Given problem —
What is needed is an exact copy of the entries below, from the line that contains "the white tile" through the final line, both included, and nothing else.

[Position identification records]
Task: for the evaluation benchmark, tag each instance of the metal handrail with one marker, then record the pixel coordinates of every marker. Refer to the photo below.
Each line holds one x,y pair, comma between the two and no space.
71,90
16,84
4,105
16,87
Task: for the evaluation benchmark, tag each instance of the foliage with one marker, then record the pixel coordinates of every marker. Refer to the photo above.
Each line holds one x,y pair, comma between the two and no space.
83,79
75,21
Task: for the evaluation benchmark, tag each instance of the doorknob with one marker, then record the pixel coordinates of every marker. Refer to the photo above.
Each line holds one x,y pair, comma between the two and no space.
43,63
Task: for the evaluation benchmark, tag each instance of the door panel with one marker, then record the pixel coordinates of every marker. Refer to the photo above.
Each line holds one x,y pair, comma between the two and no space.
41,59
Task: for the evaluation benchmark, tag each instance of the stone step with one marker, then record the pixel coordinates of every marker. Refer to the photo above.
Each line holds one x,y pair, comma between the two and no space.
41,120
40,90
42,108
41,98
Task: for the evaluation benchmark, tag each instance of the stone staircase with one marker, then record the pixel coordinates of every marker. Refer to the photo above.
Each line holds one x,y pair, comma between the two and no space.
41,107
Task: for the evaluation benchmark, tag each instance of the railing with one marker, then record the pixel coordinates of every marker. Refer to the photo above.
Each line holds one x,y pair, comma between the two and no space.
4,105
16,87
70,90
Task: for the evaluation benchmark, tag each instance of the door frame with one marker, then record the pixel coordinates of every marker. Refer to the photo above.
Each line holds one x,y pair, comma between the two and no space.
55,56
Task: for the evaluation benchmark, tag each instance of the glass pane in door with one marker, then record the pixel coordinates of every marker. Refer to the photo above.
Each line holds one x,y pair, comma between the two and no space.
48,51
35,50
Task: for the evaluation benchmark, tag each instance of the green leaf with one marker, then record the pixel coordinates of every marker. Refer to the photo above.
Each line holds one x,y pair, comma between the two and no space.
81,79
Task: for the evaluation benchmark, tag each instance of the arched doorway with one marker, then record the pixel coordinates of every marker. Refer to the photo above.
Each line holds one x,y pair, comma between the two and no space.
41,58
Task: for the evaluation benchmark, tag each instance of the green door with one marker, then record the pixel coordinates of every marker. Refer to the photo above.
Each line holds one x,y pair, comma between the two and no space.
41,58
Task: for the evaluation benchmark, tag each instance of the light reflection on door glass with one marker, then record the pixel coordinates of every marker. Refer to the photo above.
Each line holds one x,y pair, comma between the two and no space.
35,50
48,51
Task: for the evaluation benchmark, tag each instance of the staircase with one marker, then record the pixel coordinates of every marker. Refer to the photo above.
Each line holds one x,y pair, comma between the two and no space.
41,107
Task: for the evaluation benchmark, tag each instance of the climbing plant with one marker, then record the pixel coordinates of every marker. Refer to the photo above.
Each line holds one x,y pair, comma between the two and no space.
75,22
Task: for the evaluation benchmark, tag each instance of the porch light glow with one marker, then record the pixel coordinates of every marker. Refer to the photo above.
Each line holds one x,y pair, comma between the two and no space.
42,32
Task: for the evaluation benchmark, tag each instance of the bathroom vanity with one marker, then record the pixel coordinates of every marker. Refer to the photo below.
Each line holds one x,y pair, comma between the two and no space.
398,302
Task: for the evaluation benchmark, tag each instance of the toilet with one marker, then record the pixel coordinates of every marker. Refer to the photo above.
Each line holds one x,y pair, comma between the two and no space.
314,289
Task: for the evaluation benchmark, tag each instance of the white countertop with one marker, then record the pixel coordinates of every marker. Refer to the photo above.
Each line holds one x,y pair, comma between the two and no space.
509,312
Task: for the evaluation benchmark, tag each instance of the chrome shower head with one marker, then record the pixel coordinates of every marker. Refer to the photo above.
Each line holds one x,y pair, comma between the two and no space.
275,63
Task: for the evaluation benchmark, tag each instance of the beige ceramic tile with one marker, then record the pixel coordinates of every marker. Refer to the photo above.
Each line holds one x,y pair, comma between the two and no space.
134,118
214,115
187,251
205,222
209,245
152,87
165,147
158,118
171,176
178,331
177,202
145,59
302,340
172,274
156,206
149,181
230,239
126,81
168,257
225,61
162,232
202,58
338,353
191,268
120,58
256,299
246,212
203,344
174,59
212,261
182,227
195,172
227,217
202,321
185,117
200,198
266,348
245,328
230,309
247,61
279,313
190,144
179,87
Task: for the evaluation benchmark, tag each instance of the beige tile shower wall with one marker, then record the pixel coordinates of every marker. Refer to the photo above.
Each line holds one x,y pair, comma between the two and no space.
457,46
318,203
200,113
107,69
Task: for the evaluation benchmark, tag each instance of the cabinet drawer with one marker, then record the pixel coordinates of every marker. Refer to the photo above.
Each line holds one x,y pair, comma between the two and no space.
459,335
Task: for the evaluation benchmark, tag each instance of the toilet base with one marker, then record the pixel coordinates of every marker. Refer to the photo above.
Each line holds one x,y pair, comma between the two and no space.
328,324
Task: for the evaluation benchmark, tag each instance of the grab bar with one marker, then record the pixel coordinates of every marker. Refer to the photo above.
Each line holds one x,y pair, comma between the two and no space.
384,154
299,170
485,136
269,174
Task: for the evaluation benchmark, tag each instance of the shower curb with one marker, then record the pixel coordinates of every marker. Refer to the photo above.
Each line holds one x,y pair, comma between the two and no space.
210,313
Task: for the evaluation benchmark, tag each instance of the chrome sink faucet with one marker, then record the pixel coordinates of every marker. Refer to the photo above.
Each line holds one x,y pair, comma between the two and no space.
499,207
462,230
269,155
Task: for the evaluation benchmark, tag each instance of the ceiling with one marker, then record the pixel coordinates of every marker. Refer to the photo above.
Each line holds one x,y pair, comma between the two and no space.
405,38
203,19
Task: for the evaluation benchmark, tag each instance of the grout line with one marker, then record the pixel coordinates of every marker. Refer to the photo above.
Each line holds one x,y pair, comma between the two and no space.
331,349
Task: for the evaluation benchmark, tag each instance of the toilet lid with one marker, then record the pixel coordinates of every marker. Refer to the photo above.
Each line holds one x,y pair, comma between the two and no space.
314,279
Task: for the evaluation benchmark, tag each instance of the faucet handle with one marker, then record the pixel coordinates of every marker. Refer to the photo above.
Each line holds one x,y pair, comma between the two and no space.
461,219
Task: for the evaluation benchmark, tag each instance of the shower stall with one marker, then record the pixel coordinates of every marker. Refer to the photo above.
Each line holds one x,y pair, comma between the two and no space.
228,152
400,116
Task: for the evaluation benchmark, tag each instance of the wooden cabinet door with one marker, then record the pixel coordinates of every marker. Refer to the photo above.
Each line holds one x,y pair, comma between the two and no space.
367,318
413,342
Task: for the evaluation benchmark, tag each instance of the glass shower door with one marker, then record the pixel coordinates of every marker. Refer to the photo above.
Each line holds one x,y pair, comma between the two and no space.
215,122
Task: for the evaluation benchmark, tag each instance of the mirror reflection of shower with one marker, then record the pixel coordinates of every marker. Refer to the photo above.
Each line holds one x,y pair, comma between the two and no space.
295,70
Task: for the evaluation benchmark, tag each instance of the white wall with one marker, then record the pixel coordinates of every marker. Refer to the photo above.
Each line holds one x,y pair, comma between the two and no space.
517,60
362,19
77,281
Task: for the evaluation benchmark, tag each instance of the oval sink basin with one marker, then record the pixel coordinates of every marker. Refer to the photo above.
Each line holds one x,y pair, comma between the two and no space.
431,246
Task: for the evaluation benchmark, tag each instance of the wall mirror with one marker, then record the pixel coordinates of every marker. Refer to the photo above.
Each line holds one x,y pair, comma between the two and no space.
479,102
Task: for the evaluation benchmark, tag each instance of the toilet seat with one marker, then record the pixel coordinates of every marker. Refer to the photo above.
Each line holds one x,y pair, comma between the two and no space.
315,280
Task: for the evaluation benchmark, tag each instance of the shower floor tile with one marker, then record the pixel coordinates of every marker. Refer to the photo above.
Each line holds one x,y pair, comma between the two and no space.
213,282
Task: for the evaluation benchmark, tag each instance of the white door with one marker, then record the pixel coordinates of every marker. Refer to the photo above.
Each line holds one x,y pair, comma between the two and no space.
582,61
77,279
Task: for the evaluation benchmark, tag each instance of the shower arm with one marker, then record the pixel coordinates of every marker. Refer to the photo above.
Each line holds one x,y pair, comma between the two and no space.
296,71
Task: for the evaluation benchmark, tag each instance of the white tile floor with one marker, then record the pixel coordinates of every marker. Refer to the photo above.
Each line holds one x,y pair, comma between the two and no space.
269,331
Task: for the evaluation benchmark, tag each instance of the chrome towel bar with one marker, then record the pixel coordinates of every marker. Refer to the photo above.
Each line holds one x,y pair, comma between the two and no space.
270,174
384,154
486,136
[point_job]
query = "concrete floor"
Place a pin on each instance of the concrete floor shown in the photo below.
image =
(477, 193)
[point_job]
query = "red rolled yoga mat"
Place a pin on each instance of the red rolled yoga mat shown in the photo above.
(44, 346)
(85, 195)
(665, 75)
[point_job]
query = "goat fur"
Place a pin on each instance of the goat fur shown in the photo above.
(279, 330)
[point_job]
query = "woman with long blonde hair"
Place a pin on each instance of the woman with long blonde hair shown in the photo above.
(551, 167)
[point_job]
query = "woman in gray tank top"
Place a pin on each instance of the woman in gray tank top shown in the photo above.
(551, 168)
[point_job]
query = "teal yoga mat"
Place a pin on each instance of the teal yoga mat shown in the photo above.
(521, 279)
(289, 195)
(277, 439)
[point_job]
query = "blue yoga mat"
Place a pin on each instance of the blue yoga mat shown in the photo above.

Reply —
Task: for the evaluation benchmark, tag each instance of the white tile floor with one marker, then record the pixel coordinates of every marker. Refer to the photo above.
Each line holds one x,y pair, comma between the two and no space.
269,331
Task: for the evaluation benchmark, tag each instance of the chrome towel bar with one marker, then record the pixel coordinates of every marker. Refer to the photo above.
Each line holds one x,y pair, comma between the two and no space.
270,174
384,154
486,136
[point_job]
query = "concrete floor"
Place a pin on each instance of the concrete floor shown in the photo below.
image =
(477, 193)
[point_job]
query = "red rolled yoga mat"
Place a pin on each instance of the red rolled yoga mat shown in the photo above.
(44, 346)
(85, 195)
(665, 75)
[point_job]
query = "goat fur"
Place a pin on each instance of the goat fur shown in the photo above.
(279, 330)
[point_job]
query = "woman with long blonde hair"
Place a pin on each instance of the woman with long blonde hair shown in the photo above.
(551, 167)
[point_job]
query = "woman in gray tank top"
Place a pin on each instance of the woman in gray tank top shown in the photo above.
(551, 168)
[point_job]
query = "teal yoga mat"
Place a pin on each instance of the teal yoga mat shown in the photo above.
(521, 279)
(289, 195)
(277, 439)
[point_job]
query = "blue yoga mat"
Place a pin on each instance of the blue yoga mat shown in the photo above.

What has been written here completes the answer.